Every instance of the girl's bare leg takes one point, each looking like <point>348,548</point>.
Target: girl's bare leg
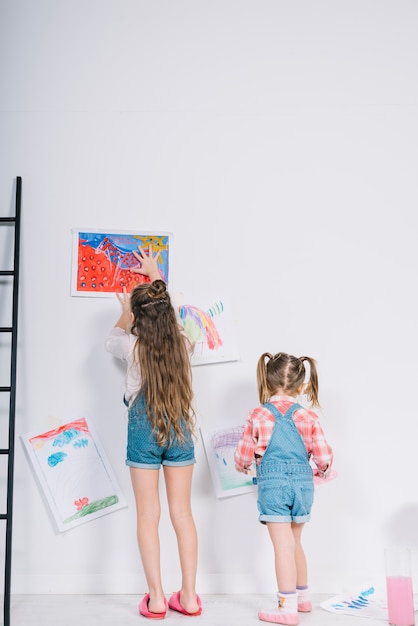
<point>300,558</point>
<point>145,487</point>
<point>178,484</point>
<point>283,540</point>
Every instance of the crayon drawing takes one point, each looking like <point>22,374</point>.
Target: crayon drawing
<point>73,473</point>
<point>102,260</point>
<point>219,448</point>
<point>210,325</point>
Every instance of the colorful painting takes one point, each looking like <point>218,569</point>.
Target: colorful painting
<point>211,327</point>
<point>74,473</point>
<point>103,261</point>
<point>219,448</point>
<point>366,603</point>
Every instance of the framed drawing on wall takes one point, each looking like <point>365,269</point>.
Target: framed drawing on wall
<point>102,260</point>
<point>211,326</point>
<point>74,474</point>
<point>219,448</point>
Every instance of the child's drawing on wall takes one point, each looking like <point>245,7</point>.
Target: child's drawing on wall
<point>74,474</point>
<point>103,260</point>
<point>219,447</point>
<point>209,324</point>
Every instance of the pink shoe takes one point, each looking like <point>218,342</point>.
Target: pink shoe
<point>305,606</point>
<point>144,610</point>
<point>174,605</point>
<point>278,617</point>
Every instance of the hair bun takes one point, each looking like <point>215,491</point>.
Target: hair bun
<point>157,289</point>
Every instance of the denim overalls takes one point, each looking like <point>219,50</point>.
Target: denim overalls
<point>284,475</point>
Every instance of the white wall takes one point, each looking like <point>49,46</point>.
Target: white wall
<point>278,142</point>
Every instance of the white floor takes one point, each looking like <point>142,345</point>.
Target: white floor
<point>122,610</point>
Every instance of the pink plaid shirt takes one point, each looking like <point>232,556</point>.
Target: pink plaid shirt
<point>259,428</point>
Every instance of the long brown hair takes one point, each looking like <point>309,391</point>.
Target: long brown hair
<point>163,359</point>
<point>286,373</point>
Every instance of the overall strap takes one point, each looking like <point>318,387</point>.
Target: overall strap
<point>275,411</point>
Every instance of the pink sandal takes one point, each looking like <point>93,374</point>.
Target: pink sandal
<point>144,610</point>
<point>174,605</point>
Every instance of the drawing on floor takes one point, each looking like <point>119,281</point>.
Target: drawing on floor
<point>367,603</point>
<point>102,260</point>
<point>210,325</point>
<point>219,448</point>
<point>73,473</point>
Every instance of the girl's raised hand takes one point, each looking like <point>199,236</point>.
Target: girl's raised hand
<point>148,263</point>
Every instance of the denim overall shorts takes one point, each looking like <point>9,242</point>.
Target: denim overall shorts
<point>284,475</point>
<point>143,450</point>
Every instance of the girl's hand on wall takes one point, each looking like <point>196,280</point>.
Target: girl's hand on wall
<point>126,318</point>
<point>148,264</point>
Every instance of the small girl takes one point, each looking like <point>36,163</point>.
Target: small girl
<point>282,437</point>
<point>150,338</point>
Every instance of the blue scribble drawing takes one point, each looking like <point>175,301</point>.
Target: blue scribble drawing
<point>81,443</point>
<point>56,458</point>
<point>65,437</point>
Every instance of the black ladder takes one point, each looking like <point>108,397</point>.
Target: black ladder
<point>13,276</point>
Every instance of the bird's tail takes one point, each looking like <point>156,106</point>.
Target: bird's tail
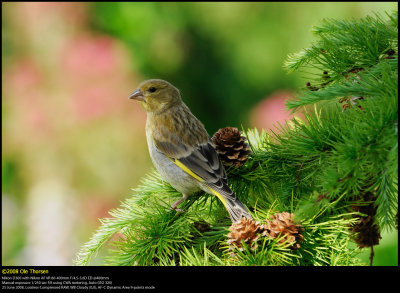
<point>233,205</point>
<point>236,210</point>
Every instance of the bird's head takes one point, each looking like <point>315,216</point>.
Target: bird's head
<point>156,95</point>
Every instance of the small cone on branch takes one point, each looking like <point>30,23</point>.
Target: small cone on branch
<point>231,146</point>
<point>366,231</point>
<point>246,230</point>
<point>282,224</point>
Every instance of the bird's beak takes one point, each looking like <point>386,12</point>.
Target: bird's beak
<point>137,95</point>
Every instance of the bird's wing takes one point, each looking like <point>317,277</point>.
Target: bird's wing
<point>201,162</point>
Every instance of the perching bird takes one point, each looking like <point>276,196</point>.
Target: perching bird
<point>181,149</point>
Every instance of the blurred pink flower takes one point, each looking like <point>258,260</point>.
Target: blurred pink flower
<point>86,57</point>
<point>271,111</point>
<point>25,96</point>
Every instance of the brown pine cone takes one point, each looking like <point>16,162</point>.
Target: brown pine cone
<point>231,146</point>
<point>282,224</point>
<point>366,231</point>
<point>246,230</point>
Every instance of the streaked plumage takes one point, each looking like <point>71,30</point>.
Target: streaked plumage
<point>181,149</point>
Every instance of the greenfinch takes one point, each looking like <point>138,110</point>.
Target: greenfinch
<point>181,149</point>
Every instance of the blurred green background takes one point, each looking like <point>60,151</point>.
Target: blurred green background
<point>73,144</point>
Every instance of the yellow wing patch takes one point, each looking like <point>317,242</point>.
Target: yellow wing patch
<point>187,170</point>
<point>198,178</point>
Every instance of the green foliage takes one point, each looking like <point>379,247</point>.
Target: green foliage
<point>317,169</point>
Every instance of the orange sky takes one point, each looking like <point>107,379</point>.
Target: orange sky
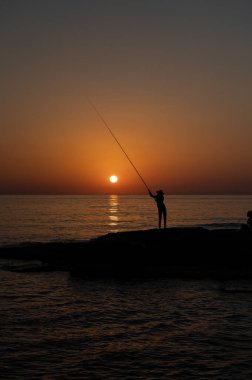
<point>173,82</point>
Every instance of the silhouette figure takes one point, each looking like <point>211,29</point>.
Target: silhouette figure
<point>159,198</point>
<point>249,221</point>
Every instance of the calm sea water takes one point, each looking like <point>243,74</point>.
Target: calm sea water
<point>56,326</point>
<point>47,218</point>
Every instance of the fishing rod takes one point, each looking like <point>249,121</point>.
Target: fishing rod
<point>112,134</point>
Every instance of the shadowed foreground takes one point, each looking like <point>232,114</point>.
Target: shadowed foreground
<point>186,252</point>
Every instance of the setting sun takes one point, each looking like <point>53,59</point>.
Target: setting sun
<point>113,178</point>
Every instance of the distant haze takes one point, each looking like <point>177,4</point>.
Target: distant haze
<point>171,78</point>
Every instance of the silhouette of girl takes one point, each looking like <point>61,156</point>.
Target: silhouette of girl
<point>159,198</point>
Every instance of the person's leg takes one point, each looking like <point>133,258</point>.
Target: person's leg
<point>159,217</point>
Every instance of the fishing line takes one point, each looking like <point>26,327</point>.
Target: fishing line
<point>112,134</point>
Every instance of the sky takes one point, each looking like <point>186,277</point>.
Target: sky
<point>171,78</point>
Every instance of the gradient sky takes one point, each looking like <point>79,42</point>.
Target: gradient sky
<point>172,78</point>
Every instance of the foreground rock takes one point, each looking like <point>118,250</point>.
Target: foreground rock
<point>187,252</point>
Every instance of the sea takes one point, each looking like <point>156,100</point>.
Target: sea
<point>58,326</point>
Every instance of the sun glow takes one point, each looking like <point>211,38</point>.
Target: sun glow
<point>113,178</point>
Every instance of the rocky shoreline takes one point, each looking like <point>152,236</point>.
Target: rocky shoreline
<point>186,252</point>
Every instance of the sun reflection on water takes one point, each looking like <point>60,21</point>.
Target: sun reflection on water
<point>113,211</point>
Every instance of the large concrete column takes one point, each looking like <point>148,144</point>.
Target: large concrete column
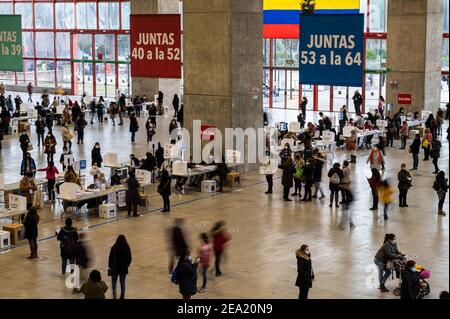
<point>223,63</point>
<point>414,48</point>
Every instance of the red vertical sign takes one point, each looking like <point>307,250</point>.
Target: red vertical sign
<point>155,43</point>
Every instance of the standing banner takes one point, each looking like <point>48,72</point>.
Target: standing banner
<point>331,49</point>
<point>155,41</point>
<point>11,43</point>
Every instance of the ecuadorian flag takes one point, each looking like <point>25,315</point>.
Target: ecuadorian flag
<point>282,17</point>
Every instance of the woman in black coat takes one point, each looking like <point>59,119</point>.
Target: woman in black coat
<point>31,231</point>
<point>287,178</point>
<point>134,127</point>
<point>133,197</point>
<point>164,188</point>
<point>187,275</point>
<point>305,274</point>
<point>96,155</point>
<point>118,263</point>
<point>410,285</point>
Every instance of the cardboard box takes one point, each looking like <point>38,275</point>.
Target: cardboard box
<point>107,211</point>
<point>233,179</point>
<point>14,231</point>
<point>5,239</point>
<point>208,186</point>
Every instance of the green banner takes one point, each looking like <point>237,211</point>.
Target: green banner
<point>10,43</point>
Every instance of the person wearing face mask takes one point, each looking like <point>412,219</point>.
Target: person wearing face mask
<point>410,286</point>
<point>305,274</point>
<point>96,156</point>
<point>386,254</point>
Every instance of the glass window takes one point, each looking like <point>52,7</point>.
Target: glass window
<point>108,15</point>
<point>65,16</point>
<point>6,8</point>
<point>45,73</point>
<point>63,74</point>
<point>86,15</point>
<point>125,15</point>
<point>63,45</point>
<point>44,45</point>
<point>27,43</point>
<point>104,47</point>
<point>123,46</point>
<point>44,15</point>
<point>26,10</point>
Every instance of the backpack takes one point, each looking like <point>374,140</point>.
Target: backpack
<point>298,172</point>
<point>335,179</point>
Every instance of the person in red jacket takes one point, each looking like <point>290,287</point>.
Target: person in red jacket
<point>50,172</point>
<point>220,238</point>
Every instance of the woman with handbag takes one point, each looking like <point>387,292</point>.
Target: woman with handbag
<point>164,189</point>
<point>31,231</point>
<point>118,262</point>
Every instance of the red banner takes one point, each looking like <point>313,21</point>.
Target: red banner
<point>404,98</point>
<point>155,43</point>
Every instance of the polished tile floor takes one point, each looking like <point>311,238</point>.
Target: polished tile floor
<point>266,231</point>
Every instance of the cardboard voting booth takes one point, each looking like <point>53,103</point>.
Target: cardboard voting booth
<point>111,159</point>
<point>179,168</point>
<point>17,202</point>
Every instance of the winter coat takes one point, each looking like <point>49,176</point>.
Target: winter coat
<point>187,277</point>
<point>31,226</point>
<point>119,261</point>
<point>304,270</point>
<point>404,179</point>
<point>410,286</point>
<point>133,196</point>
<point>96,157</point>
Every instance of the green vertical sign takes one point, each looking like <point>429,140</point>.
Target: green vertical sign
<point>10,43</point>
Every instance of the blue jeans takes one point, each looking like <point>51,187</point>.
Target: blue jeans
<point>383,272</point>
<point>122,283</point>
<point>64,264</point>
<point>415,160</point>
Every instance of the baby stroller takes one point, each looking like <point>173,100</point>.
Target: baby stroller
<point>424,286</point>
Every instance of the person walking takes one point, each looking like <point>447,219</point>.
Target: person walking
<point>165,190</point>
<point>134,127</point>
<point>410,285</point>
<point>346,181</point>
<point>414,149</point>
<point>80,125</point>
<point>386,196</point>
<point>187,275</point>
<point>31,231</point>
<point>299,164</point>
<point>440,185</point>
<point>50,146</point>
<point>404,133</point>
<point>133,197</point>
<point>305,274</point>
<point>335,175</point>
<point>96,156</point>
<point>67,137</point>
<point>50,175</point>
<point>40,130</point>
<point>287,178</point>
<point>220,238</point>
<point>175,104</point>
<point>95,287</point>
<point>375,183</point>
<point>67,236</point>
<point>118,263</point>
<point>404,184</point>
<point>435,153</point>
<point>386,254</point>
<point>426,144</point>
<point>204,252</point>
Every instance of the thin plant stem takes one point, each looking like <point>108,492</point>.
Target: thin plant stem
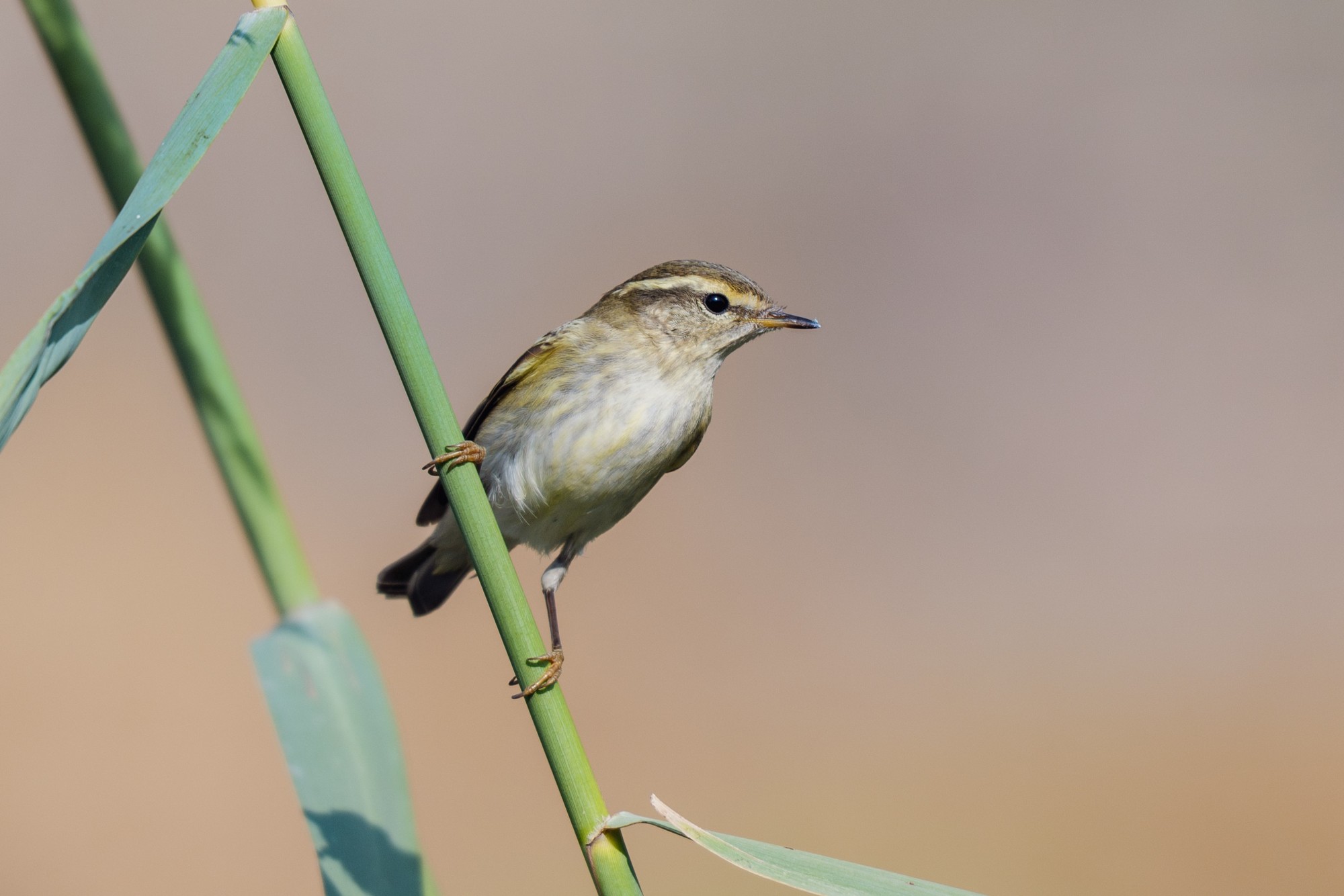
****
* **WORK ORDER**:
Search the listing above for the lines with "Target: person's leg" and "Every instance of the large", then output those lines and all lines between them exactly.

* **RESPONSE TO THE TASK**:
Target: person's leg
<point>159,217</point>
Every instance of the fishing line takes one point, each looking like <point>26,327</point>.
Target: fishing line
<point>112,134</point>
Every instance of the sky takes one point, each looking like <point>186,277</point>.
Target: sky
<point>171,78</point>
Every instance of the gradient sky takes one point, each looking like <point>79,42</point>.
Target: gradient sky
<point>172,78</point>
Every instance of the foreground rock takes one point, each looking like <point>118,250</point>.
Target: foreground rock
<point>187,252</point>
Every instance of the sea takes one point, each looking like <point>156,100</point>.
Target: sea
<point>58,326</point>
Every instance of the sun glow takes one point, each looking like <point>211,38</point>.
Target: sun glow
<point>113,178</point>
Every instance of the rocky shoreline takes one point, each looking like <point>152,236</point>.
Target: rocky shoreline
<point>186,252</point>
Every instance of the sun reflection on water takes one point, each looking like <point>60,21</point>.
Target: sun reflection on water
<point>113,211</point>
Every instance of the large concrete column takes one point, each looking like <point>148,144</point>.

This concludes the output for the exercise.